*Requirements*.
**A.** List the four options the inspector lays out in the post on fire drills and enforcement.
**B.** From the post on fire drills and enforcement, output the passage that begins at the words "1. Let it go" and stops after the words "called exactly, fraud?).", copied without change.
**C.** According to the post on fire drills and enforcement, which edition of the fire code is the inspector using?

*Text shown*.
(begin)
# Fire drills and enforcement



## SVFD6 (Sep 25, 2015)

New inspector looking for some advice and options with a possible sticky situation:

- Using 2006 IFC -

I have good info that the director of a local preschool has given me false documentation of evacuation drills.  It started a few months ago when I asked for the records.  The response I got was evasive like "Oh I'm learning how to use some new software, I'll get them to you when I figure it out."  I say "Ok" and plan to follow up.  A couple months later I have received records via email that claim several drills since this all started.  To protect a source I'll just say the drills didn't happen, and hadn't for a while.  Proper inspection and enforcement has never really happened here; _small_ rural place, previous inspectors were part time at best and I imagine the school got complacent.  There has been one actual drill very recently which is starting toward the goal of compliance with section 405.  So rather than continue to be amazed at the audacity I am trying to sort my options.  So the way I see it I could:

1. Let it go and hope things are peachy from here on.

2. Confront the director and say wtf, rant, rave, write 'em up, etc.  This I fear could possibly endanger the livelihood of my source.

3. Confront the director and say that was bad, don't do it again.  The source might still be affected.

4. Expose the deception attempt (what would that be called exactly, fraud?).
(end)
*Supplied material*.
(begin)
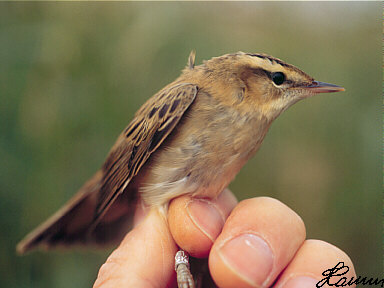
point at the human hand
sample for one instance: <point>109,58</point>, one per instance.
<point>258,242</point>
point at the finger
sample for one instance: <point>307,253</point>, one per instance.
<point>196,223</point>
<point>313,258</point>
<point>258,240</point>
<point>145,258</point>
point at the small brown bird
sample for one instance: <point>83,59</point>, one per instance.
<point>193,136</point>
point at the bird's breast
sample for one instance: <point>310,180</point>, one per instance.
<point>203,154</point>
(end)
*Written responses*.
**A.**
1. Let it go and hope things are fine from here on.
2. Confront the director angrily and write them up, which could endanger the livelihood of the source.
3. Confront the director, say it was wrong and tell them not to do it again, though the source might still be affected.
4. Expose the attempted deception, possibly as fraud.

**B.**
1. Let it go and hope things are peachy from here on.

2. Confront the director and say wtf, rant, rave, write 'em up, etc.  This I fear could possibly endanger the livelihood of my source.

3. Confront the director and say that was bad, don't do it again.  The source might still be affected.

4. Expose the deception attempt (what would that be called exactly, fraud?).

**C.** The 2006 IFC.